What the task asks:
Below are some records. Return exactly the lines from the one with "Target: wooden fascia board" to the one with "The component shall locate one point per instance of the seated", and nothing else.

[Given entries Boundary: Start]

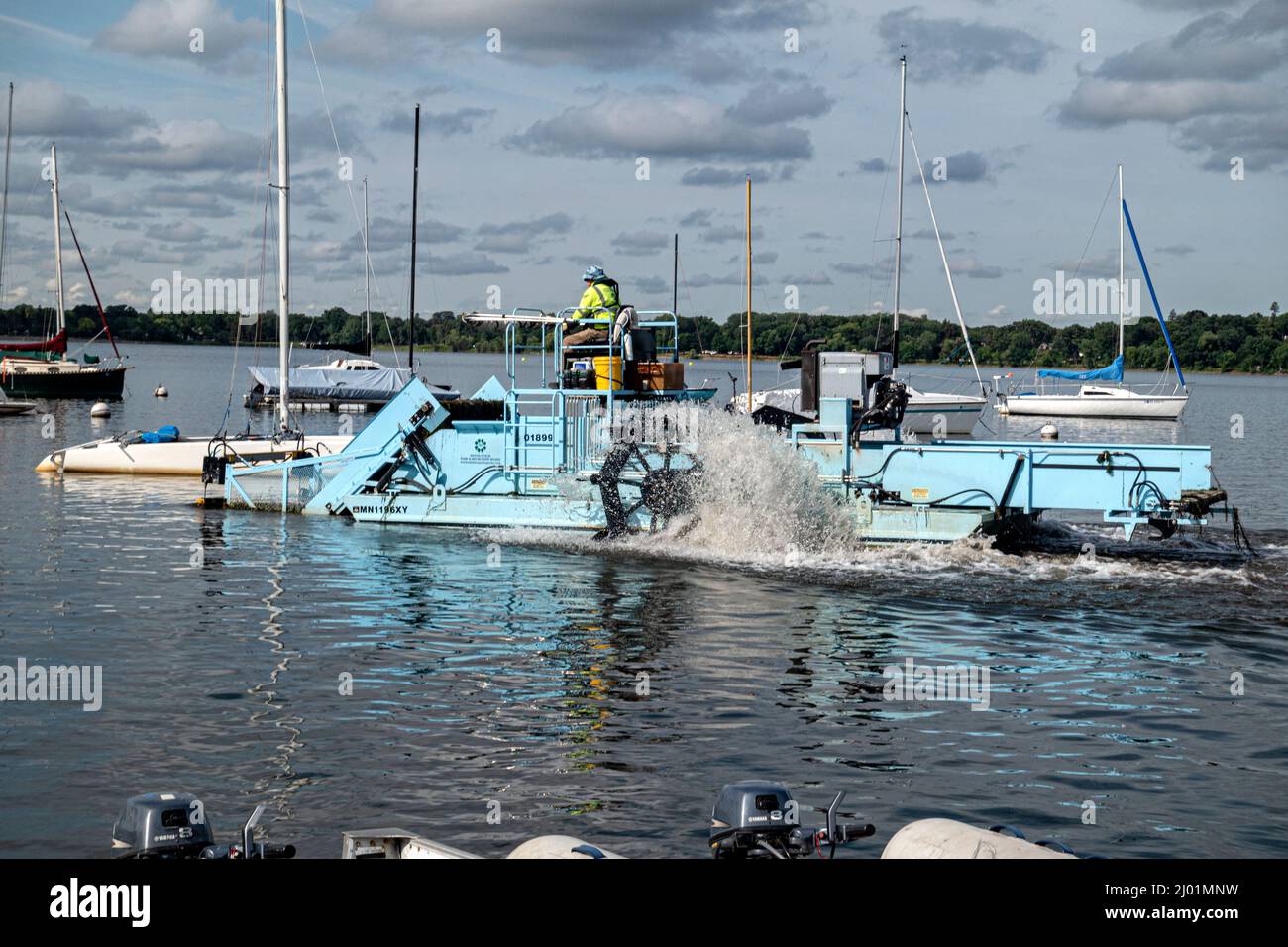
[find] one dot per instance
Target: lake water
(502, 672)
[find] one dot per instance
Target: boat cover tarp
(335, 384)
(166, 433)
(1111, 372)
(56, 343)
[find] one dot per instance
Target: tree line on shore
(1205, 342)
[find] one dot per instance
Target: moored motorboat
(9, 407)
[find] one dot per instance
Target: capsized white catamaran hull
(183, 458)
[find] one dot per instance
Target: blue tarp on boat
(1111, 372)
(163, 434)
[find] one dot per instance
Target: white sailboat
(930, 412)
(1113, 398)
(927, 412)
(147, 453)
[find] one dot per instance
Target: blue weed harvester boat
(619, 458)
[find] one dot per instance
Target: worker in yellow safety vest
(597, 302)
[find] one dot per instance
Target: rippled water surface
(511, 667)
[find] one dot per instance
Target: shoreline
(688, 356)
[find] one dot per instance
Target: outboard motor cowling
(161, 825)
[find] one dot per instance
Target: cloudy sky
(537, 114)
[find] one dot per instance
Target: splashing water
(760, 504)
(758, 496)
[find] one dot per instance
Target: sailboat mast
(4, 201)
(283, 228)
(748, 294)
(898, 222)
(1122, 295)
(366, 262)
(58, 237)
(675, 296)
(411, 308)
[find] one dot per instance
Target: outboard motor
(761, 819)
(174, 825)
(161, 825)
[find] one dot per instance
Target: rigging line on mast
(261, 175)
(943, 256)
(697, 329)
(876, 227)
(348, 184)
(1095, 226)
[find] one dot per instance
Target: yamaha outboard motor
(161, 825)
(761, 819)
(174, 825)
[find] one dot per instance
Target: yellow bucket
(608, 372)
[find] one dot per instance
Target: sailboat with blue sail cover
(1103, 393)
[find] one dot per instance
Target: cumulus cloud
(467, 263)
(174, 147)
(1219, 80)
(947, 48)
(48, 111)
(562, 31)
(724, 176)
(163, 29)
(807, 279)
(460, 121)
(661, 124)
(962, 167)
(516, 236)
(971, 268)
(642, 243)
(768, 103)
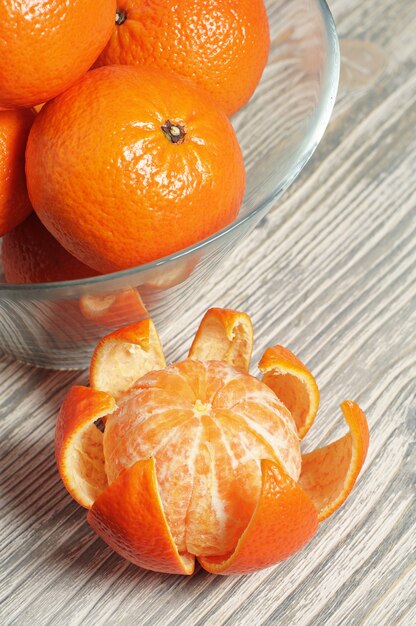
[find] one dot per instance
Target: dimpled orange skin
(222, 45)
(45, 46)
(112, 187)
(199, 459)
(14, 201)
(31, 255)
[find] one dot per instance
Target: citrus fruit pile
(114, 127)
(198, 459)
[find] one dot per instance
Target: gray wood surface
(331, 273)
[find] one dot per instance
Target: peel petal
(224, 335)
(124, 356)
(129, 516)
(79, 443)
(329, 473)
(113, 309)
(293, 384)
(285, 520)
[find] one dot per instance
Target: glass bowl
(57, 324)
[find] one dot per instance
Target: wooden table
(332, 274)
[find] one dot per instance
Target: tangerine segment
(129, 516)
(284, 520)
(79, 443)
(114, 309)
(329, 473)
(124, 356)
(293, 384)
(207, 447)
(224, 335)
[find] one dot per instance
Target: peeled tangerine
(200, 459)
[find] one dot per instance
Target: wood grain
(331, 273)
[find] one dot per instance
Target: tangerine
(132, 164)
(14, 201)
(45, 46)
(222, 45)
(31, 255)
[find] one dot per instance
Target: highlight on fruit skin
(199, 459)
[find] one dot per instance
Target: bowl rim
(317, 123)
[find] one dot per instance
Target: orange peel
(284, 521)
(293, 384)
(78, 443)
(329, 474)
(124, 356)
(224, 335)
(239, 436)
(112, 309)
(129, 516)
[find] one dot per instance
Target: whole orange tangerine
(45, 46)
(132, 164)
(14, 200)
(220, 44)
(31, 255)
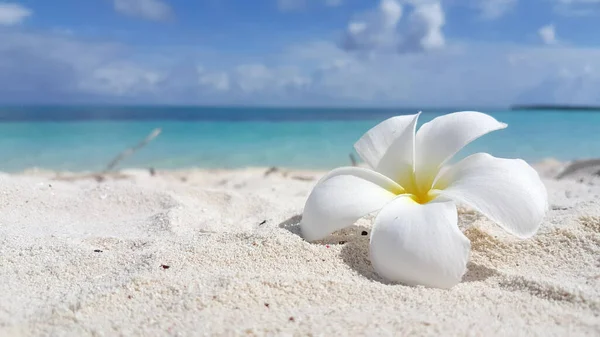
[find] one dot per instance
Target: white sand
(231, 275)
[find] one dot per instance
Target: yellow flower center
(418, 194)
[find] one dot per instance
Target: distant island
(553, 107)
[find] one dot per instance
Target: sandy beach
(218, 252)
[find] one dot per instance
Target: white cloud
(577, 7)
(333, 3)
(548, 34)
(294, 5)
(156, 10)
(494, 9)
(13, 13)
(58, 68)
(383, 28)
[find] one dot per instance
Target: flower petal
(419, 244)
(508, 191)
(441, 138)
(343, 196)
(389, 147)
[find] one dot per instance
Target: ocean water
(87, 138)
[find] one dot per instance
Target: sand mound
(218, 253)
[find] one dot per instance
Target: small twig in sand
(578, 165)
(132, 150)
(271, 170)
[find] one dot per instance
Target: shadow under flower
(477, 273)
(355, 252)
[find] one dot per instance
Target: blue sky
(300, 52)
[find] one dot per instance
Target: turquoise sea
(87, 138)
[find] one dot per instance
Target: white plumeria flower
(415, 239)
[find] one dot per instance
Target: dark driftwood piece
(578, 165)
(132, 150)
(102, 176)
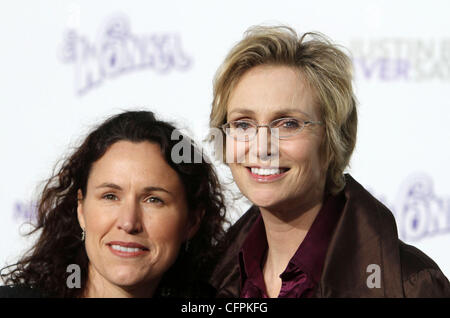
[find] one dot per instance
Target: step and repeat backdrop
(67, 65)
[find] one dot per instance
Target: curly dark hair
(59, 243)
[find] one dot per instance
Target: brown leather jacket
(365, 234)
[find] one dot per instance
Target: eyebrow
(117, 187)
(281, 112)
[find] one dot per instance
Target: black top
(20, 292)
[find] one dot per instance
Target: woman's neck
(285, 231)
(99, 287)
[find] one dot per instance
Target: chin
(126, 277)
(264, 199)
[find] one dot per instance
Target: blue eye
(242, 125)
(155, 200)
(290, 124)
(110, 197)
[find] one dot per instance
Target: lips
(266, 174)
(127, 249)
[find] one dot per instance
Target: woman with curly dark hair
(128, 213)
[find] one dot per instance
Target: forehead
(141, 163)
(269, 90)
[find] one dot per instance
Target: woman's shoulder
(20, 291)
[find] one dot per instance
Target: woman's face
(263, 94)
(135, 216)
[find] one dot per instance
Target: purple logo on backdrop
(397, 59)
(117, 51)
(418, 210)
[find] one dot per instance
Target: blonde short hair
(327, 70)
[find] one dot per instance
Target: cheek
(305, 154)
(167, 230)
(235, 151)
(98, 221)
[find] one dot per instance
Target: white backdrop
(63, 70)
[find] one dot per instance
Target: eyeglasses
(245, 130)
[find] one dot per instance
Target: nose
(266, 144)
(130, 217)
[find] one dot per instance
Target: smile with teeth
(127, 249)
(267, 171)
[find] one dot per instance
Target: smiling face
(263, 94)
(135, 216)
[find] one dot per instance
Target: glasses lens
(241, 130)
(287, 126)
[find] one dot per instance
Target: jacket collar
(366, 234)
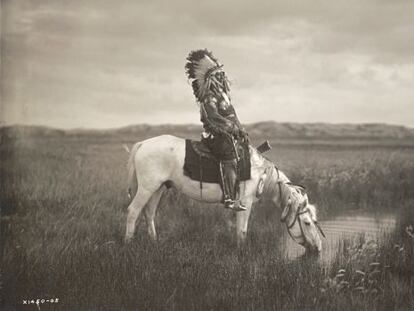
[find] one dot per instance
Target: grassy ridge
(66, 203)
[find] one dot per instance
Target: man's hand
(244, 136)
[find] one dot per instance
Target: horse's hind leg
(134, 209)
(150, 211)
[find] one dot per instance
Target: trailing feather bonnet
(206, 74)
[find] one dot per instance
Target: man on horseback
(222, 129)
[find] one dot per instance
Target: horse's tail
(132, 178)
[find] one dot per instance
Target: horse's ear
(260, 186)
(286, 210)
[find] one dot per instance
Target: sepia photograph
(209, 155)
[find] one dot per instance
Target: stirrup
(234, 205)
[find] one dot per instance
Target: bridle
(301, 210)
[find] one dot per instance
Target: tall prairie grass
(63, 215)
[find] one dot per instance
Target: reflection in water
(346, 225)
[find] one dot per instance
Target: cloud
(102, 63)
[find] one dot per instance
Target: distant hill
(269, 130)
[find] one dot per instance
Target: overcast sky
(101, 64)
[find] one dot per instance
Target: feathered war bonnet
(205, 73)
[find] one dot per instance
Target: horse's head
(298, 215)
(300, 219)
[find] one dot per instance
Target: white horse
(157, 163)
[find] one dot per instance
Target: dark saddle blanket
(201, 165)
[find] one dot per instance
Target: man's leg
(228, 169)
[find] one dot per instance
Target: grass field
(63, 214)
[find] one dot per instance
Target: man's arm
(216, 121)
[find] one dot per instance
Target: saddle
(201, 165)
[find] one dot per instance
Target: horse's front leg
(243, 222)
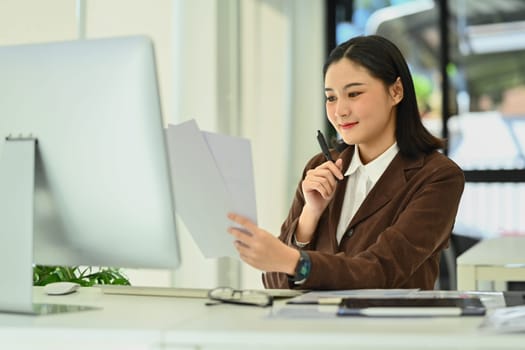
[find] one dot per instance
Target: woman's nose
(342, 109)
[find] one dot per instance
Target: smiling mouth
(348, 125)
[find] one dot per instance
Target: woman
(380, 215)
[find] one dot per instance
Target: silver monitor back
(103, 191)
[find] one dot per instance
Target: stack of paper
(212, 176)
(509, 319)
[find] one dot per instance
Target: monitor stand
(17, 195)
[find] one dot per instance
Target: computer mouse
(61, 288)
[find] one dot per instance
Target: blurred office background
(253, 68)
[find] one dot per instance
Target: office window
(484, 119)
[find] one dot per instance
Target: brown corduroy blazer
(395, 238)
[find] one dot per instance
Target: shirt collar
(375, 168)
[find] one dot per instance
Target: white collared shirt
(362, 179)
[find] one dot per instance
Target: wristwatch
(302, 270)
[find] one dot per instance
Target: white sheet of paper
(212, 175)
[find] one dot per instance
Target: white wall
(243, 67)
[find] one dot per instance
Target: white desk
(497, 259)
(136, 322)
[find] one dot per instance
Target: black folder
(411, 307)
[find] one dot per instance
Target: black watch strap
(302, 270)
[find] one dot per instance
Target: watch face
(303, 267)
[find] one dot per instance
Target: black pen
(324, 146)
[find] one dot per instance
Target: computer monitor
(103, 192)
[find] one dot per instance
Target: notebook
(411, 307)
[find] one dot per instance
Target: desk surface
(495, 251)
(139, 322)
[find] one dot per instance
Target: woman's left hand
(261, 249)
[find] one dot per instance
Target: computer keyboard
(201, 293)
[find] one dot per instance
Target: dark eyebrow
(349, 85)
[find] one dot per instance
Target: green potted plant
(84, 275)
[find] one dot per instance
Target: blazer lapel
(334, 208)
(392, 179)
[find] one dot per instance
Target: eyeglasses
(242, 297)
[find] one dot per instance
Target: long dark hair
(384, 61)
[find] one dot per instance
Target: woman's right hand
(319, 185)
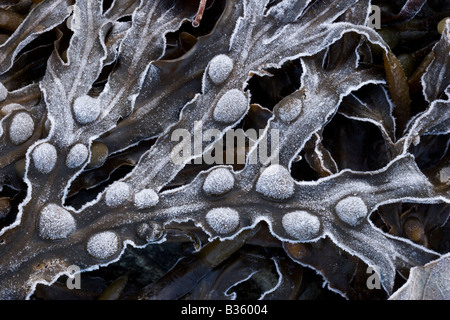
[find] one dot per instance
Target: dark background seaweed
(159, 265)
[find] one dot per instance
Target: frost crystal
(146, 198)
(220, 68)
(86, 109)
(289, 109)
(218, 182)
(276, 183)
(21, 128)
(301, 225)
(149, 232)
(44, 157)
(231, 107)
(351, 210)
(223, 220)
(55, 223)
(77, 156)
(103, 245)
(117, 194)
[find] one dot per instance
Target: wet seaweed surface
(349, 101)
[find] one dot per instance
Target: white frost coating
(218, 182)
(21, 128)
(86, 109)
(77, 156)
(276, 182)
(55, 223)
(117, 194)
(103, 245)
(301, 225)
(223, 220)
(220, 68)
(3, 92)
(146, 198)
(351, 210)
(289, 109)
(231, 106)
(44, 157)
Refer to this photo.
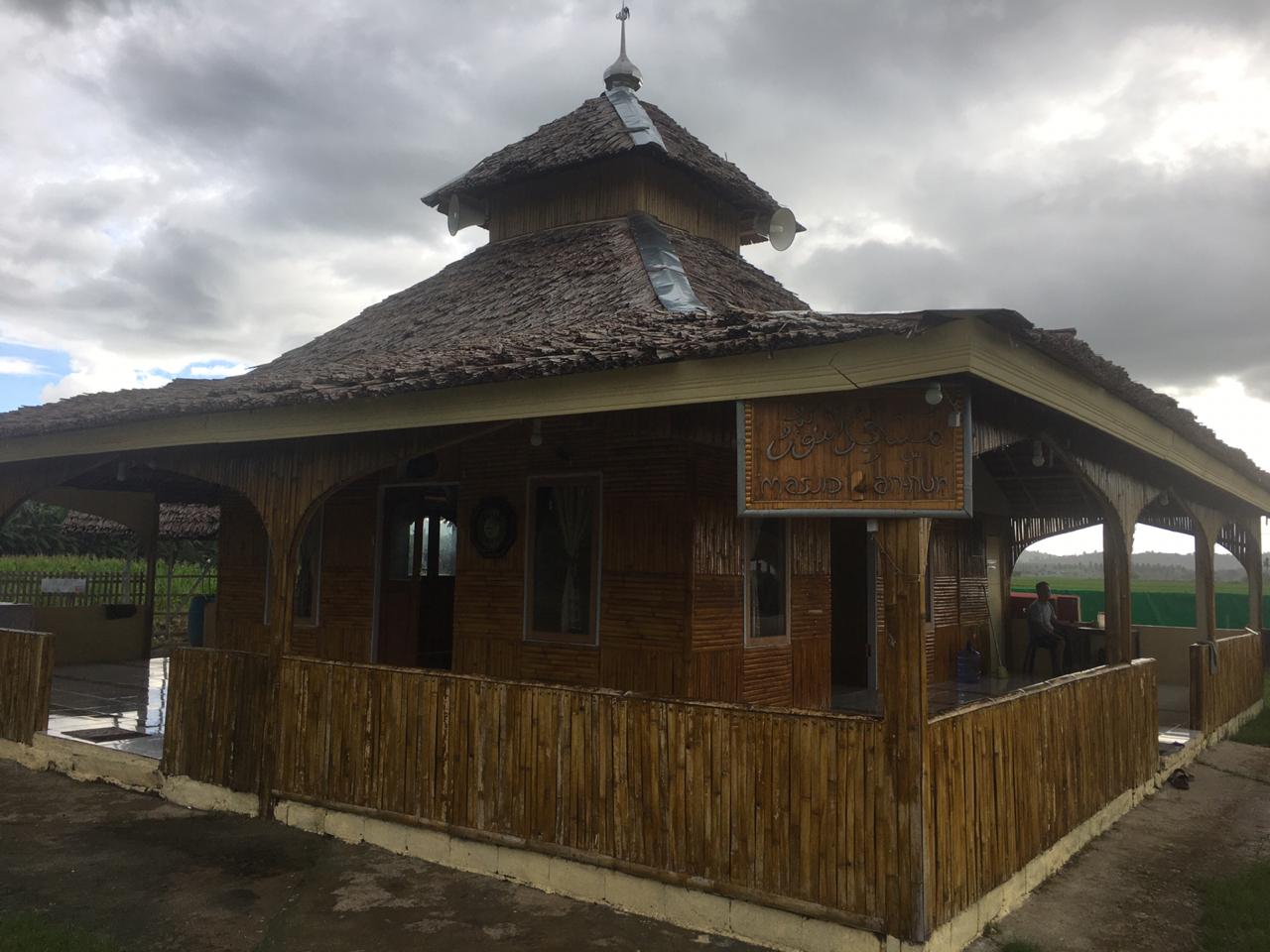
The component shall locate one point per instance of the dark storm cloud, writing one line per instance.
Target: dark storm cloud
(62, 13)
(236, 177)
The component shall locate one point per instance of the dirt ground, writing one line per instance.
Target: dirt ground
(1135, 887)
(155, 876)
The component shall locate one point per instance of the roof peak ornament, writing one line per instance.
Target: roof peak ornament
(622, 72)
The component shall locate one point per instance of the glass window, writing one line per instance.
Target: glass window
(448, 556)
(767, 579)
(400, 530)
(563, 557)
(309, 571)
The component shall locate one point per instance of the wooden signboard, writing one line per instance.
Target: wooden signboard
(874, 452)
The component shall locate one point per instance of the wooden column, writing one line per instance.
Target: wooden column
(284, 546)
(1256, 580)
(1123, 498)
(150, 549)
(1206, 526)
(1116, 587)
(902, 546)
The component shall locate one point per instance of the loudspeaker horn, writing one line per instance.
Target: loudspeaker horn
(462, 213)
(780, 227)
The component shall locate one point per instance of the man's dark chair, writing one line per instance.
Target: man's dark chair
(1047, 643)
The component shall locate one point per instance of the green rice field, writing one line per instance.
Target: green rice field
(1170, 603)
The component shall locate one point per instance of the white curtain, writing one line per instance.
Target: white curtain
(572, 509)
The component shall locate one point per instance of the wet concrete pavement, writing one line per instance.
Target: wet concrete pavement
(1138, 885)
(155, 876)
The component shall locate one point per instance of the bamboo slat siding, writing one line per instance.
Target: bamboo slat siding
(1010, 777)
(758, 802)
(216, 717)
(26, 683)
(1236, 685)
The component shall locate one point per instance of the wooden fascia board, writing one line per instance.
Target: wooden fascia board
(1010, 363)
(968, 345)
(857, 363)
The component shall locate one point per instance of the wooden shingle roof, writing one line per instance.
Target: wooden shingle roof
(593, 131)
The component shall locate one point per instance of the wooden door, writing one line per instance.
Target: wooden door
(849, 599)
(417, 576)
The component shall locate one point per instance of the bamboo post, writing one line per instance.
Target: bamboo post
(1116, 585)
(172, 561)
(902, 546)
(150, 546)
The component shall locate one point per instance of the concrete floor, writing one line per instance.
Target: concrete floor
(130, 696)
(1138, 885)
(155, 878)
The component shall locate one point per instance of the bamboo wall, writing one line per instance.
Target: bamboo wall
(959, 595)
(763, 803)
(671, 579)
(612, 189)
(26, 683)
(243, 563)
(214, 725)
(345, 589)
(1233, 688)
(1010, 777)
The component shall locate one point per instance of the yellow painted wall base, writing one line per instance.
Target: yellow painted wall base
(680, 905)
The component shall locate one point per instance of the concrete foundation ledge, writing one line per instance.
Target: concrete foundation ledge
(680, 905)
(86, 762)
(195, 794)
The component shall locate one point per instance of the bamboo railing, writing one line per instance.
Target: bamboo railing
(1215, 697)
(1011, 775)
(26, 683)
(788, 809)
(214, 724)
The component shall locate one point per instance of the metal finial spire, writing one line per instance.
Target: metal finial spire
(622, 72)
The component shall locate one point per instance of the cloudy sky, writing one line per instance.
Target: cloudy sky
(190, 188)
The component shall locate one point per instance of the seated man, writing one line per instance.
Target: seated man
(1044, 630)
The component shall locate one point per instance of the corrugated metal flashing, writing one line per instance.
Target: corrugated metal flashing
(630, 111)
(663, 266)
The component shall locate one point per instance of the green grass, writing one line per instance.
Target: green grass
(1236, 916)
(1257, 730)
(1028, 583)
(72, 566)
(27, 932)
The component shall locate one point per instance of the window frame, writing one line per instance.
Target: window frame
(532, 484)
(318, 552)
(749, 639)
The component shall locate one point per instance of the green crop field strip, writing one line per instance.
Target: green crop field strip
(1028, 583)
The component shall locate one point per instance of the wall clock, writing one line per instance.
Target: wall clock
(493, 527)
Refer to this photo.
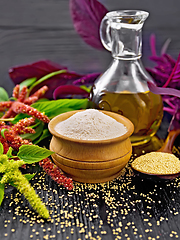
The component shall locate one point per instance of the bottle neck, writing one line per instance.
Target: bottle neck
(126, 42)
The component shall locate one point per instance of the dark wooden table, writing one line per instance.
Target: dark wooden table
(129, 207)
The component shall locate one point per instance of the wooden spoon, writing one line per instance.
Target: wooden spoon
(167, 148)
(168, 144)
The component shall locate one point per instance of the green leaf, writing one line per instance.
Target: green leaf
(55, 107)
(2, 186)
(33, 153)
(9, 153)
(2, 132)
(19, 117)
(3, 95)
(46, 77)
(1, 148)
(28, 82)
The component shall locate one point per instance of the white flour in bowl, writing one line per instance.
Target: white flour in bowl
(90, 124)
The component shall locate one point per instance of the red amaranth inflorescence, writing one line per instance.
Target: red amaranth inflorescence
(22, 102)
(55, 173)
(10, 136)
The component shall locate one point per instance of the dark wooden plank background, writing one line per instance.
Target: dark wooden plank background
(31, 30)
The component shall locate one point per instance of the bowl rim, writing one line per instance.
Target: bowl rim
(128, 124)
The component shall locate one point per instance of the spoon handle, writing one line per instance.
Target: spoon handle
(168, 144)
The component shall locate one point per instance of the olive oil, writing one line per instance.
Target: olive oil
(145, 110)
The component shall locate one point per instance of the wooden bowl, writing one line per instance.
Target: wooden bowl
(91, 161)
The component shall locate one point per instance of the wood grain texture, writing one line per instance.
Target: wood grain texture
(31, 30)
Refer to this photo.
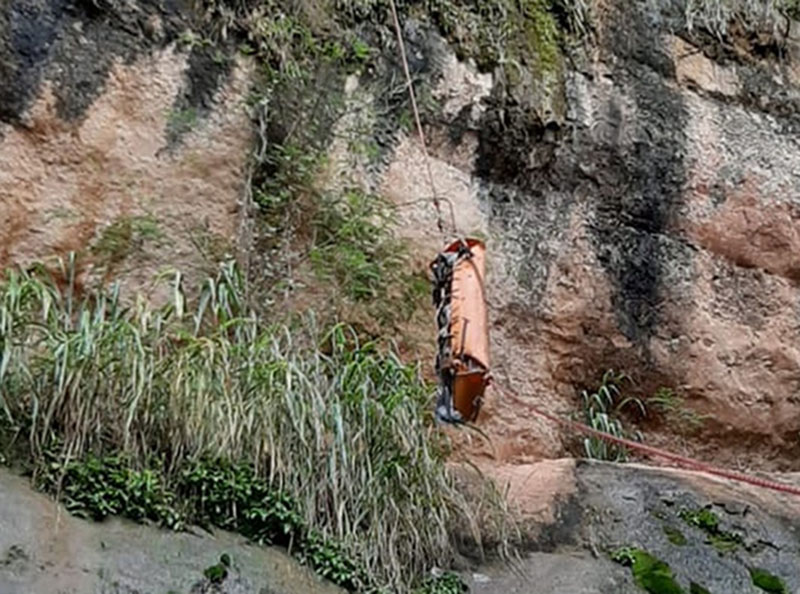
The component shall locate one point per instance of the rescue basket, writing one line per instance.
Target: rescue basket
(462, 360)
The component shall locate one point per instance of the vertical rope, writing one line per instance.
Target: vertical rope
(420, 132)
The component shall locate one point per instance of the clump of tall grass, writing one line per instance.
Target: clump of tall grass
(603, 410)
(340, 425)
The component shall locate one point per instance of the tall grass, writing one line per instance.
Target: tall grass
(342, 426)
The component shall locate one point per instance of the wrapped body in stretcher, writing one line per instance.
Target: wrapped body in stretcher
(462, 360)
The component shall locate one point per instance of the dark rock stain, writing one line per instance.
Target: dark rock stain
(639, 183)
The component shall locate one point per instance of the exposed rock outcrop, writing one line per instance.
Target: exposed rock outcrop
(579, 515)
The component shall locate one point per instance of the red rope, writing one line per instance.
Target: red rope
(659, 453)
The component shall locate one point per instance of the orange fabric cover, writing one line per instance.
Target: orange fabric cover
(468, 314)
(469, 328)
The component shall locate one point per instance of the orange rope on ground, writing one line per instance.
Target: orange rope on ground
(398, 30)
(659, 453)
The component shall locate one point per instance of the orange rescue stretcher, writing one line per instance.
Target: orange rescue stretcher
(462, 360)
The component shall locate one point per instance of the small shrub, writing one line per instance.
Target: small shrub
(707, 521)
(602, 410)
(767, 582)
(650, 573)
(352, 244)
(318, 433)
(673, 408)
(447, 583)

[Given entries Boundary: End]

Reply to the task:
Target: wooden fascia board
(1010, 363)
(968, 345)
(857, 363)
The component shall locate one point per instance of the wooden shingle roof, writing one line per instance.
Target: wooden shingle roof
(593, 131)
The component shall locate one point per instance of the wooden door, writing one line per instance.
Target: wooden door
(849, 599)
(417, 576)
The component shall locate one point per instance of the bamboo post, writing one line per instance.
Target: bamboo post
(1116, 585)
(172, 561)
(902, 546)
(150, 546)
The component shall locate one point per instance of the concrete floor, writing one line per instance.
Target: concrete floor
(130, 696)
(1138, 885)
(155, 878)
The component shall locate one point per instance of the bamboo wall, writing one line per instance.
Target: bamboo wall
(959, 595)
(763, 803)
(671, 579)
(612, 189)
(26, 683)
(243, 563)
(214, 725)
(345, 589)
(1233, 688)
(1010, 777)
The component shall locate one point per instance of the yellow painted wall base, writing one line per instance.
Target: yellow painted wall base
(680, 905)
The component shall locate one point per instance of the concrete foundation ledge, writing one line per instance.
Target: concrete foundation ledge
(680, 905)
(86, 762)
(195, 794)
The component shall locate one point per instance of the bamboo railing, writing one line per instance.
Target: bamboo railing
(1215, 697)
(1011, 775)
(26, 683)
(788, 809)
(214, 724)
The component shall locate one point per instance of the metal finial spire, writing one line per instance.
Target: metal finial spire
(622, 72)
The component shall locate one point per instance of the cloudy sky, writing one line per instance.
Target: cloudy sky
(190, 188)
The component shall locate one point per instance of the seated man, writing one line per instance.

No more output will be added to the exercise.